THE PROBLEM:
Copy every line of the records below word for word, leaving out the pictures.

┌─ STORED ROWS

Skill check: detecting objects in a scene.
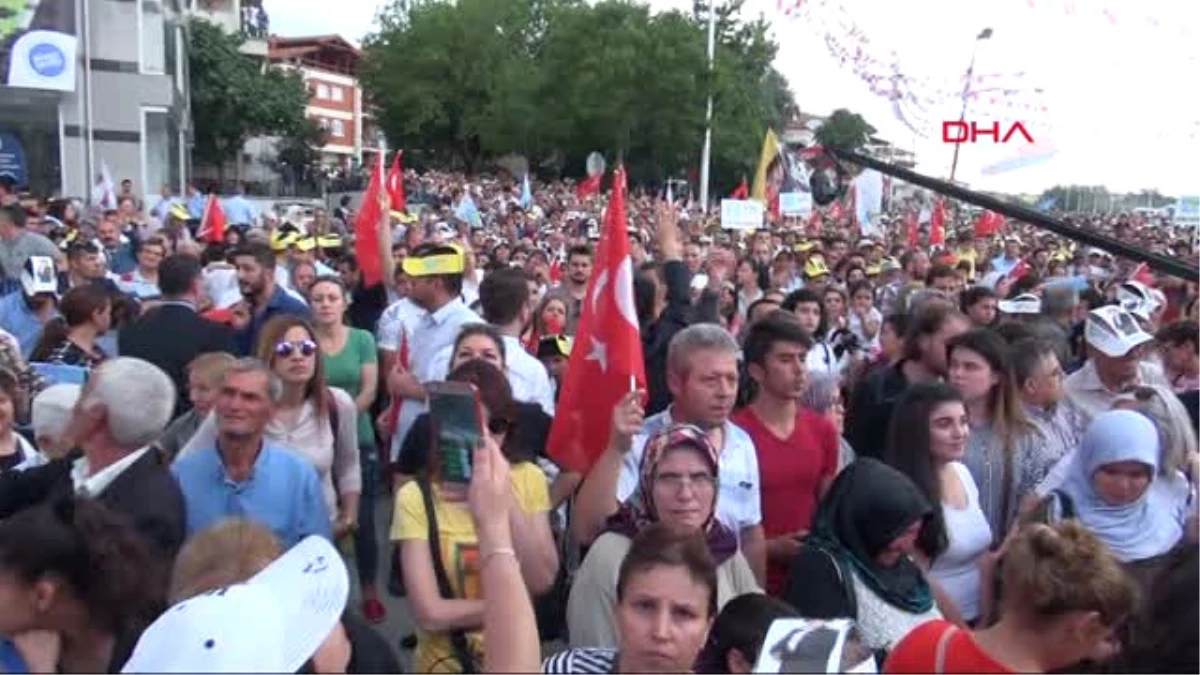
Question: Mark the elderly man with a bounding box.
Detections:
[172,359,331,546]
[1064,305,1170,424]
[0,357,184,560]
[571,323,767,584]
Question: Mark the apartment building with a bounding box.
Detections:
[0,0,266,197]
[268,35,379,169]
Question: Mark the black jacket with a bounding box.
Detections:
[0,449,187,560]
[846,362,908,459]
[642,261,694,414]
[116,303,238,417]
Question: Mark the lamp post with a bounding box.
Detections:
[950,28,991,183]
[700,0,716,214]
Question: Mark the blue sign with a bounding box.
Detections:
[29,42,67,77]
[0,133,29,185]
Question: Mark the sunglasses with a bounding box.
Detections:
[487,417,511,436]
[275,340,317,358]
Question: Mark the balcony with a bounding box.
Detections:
[188,0,271,54]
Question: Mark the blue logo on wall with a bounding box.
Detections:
[29,42,67,77]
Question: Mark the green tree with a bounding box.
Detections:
[360,0,796,187]
[187,19,308,177]
[814,108,875,151]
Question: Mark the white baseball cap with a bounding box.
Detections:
[996,293,1042,315]
[1084,305,1154,358]
[121,536,350,673]
[20,256,59,297]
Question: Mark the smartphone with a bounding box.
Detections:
[425,382,484,483]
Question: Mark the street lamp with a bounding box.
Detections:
[950,28,991,183]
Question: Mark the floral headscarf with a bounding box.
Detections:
[605,424,738,565]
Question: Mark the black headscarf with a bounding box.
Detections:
[808,458,934,614]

└─

ANSWER TO THE TASK:
Skill check: detecting objects in a scene.
Question: Mark the elderly man with a bounding box.
Detections:
[172,359,331,546]
[1064,305,1170,424]
[0,357,184,560]
[571,323,767,584]
Question: Mark the apartment building with a bounding box.
Detections:
[0,0,266,197]
[268,35,379,169]
Question: Mark the black jacket with a bounding box.
Detections:
[0,449,187,560]
[846,362,908,459]
[642,261,694,414]
[116,303,238,417]
Question: Mark the lamp post with a bounding box.
Detections:
[950,28,991,183]
[700,0,716,214]
Question: Mark the blue sign with a bounding box.
Detections:
[29,42,67,77]
[0,133,29,185]
Question: Mark the sunglasses with a bounding box.
Detections:
[487,417,511,436]
[275,340,317,358]
Question: Mark the balcony with a bounding box.
Detections:
[188,0,271,54]
Question: Mark the blue logo on wall with a bounding box.
Detections:
[29,42,67,77]
Question: Mark the green tree with a bounding box.
Detections:
[360,0,796,187]
[187,19,308,177]
[814,108,875,151]
Question: Mark the white baseball cap with a bounding box.
Detections:
[996,293,1042,315]
[1084,305,1154,358]
[121,536,350,673]
[20,256,59,297]
Question: Mark the smartphone with a bounding box.
Detections:
[425,382,484,483]
Question: Mark the street lamp with a bounding box.
Detections:
[950,28,991,183]
Question: Mark the floral headscarf with a bounding box.
Detections:
[605,424,738,565]
Question: Mark the black headscarf with a bounding box.
Detections:
[808,458,934,614]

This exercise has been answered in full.